§ Work request: Whenever a line contains "shadow", include it in the count; reply with the number of such lines in the data and nothing else.

╔══

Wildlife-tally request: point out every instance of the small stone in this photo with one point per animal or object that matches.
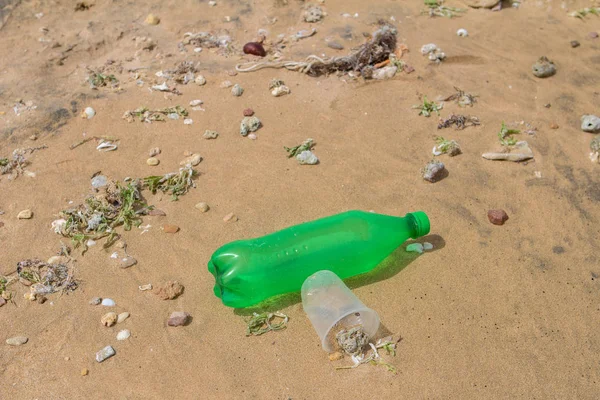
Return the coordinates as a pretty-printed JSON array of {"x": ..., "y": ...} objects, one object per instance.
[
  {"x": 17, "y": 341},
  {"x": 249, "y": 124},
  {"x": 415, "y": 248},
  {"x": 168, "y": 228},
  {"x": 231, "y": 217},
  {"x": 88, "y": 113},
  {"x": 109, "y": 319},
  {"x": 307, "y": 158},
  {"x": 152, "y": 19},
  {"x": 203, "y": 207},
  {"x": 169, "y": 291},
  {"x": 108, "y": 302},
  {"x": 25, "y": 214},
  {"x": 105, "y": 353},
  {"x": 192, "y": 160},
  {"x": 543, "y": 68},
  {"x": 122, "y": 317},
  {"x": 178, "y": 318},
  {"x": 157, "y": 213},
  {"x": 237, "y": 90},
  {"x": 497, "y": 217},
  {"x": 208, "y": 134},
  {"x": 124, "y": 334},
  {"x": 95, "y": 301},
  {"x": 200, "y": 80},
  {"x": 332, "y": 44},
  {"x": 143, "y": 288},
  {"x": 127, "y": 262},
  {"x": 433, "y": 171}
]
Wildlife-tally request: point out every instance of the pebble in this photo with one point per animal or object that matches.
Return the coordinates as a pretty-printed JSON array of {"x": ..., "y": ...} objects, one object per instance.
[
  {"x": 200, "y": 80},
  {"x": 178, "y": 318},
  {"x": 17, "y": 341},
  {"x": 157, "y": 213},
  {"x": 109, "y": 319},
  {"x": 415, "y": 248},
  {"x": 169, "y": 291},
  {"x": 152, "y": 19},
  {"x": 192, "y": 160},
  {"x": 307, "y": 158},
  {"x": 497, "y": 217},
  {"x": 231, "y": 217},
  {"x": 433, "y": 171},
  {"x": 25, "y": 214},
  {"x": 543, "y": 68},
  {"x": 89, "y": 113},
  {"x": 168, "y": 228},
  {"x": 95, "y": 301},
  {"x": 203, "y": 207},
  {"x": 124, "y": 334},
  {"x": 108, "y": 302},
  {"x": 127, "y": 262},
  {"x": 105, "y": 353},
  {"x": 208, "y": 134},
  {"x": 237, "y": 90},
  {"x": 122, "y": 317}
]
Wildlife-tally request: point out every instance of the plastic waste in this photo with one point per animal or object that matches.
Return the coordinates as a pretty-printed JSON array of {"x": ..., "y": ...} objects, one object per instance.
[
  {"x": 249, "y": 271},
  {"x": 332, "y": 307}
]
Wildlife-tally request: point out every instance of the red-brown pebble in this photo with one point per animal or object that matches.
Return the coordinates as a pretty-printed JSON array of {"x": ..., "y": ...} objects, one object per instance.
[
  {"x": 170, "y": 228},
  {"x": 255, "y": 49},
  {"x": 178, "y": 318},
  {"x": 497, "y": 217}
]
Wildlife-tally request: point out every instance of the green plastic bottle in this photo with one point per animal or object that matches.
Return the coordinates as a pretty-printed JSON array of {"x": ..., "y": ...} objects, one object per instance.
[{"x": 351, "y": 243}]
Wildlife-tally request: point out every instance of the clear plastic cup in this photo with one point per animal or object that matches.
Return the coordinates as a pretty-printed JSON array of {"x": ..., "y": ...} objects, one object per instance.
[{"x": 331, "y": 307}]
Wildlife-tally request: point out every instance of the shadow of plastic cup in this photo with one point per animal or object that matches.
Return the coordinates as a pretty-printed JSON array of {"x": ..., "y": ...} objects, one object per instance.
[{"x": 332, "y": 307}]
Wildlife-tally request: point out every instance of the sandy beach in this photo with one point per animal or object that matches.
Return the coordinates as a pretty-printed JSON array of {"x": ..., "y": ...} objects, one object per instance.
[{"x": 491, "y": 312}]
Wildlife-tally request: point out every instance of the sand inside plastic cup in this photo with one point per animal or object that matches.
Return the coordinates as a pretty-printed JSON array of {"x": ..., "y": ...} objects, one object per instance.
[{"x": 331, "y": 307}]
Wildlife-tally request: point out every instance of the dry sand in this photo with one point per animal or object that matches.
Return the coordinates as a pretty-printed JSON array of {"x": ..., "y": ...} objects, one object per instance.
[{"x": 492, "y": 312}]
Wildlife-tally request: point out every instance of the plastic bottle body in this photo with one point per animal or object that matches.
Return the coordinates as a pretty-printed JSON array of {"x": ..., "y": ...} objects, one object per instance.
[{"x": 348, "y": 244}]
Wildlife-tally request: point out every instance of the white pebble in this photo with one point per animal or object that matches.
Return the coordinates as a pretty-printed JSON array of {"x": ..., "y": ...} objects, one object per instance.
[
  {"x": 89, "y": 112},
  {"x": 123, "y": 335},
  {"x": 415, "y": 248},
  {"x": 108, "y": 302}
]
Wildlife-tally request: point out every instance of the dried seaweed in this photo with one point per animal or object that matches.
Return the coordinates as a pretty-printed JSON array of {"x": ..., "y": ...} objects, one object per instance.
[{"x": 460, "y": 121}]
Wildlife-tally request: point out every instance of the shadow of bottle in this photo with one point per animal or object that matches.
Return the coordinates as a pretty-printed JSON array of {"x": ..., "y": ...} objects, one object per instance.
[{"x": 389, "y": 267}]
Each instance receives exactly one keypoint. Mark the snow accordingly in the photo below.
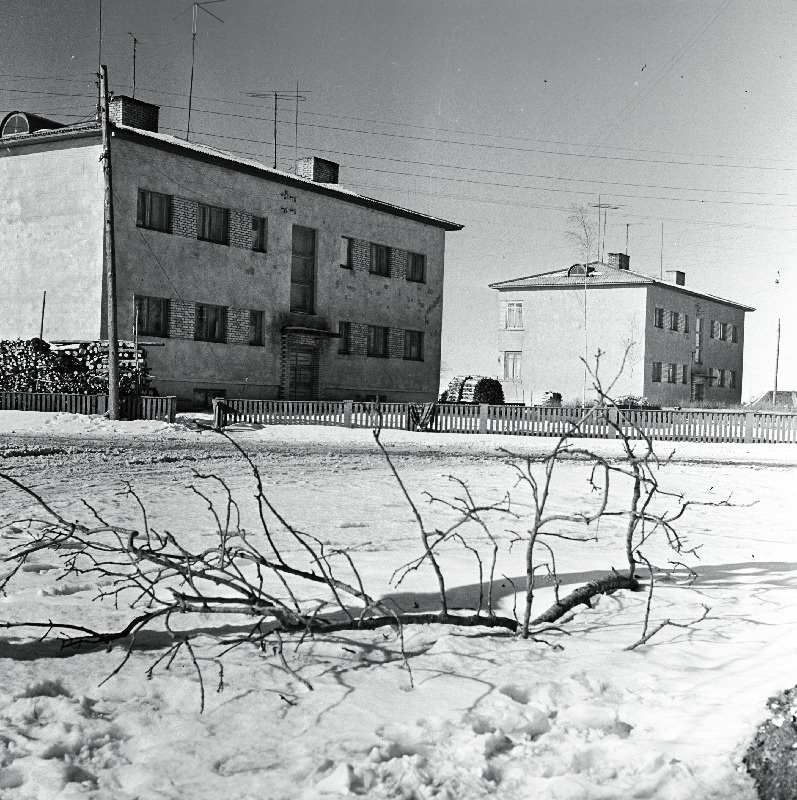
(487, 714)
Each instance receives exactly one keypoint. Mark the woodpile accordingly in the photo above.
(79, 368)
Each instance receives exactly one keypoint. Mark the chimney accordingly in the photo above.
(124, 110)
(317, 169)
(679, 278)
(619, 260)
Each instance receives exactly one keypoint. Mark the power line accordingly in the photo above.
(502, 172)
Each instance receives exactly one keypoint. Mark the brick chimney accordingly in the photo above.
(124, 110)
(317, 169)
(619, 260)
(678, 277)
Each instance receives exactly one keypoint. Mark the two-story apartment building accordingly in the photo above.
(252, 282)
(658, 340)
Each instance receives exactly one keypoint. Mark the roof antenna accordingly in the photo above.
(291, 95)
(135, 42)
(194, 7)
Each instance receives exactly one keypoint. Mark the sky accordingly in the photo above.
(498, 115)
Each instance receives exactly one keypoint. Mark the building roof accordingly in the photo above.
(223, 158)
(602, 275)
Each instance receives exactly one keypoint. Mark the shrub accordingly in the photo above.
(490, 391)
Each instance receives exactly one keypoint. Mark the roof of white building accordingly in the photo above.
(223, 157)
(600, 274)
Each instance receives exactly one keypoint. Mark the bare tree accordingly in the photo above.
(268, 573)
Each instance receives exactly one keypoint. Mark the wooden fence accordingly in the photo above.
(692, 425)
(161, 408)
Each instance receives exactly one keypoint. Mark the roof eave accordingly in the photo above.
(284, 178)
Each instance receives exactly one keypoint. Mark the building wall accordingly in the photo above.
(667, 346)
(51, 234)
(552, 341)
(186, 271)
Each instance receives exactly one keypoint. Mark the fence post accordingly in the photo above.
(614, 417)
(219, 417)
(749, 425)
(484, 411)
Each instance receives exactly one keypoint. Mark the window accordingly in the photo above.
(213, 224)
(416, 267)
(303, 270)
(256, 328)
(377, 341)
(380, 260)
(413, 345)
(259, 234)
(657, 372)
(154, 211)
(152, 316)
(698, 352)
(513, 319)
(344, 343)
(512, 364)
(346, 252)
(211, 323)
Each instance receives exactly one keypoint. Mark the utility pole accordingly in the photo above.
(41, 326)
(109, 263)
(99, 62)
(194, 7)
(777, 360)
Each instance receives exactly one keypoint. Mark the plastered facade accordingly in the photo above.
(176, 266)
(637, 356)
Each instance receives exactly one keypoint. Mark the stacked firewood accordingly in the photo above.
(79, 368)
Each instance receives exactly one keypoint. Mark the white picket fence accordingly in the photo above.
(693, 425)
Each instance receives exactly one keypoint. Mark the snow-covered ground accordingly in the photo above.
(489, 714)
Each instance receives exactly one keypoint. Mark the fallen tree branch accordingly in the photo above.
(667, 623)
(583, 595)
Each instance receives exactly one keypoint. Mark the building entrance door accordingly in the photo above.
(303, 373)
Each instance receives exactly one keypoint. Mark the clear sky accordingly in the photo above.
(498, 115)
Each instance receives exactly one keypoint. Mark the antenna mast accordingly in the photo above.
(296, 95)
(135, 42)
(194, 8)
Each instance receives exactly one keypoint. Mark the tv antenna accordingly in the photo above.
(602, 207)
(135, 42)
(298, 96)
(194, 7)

╚══

§ Exercise solution: 2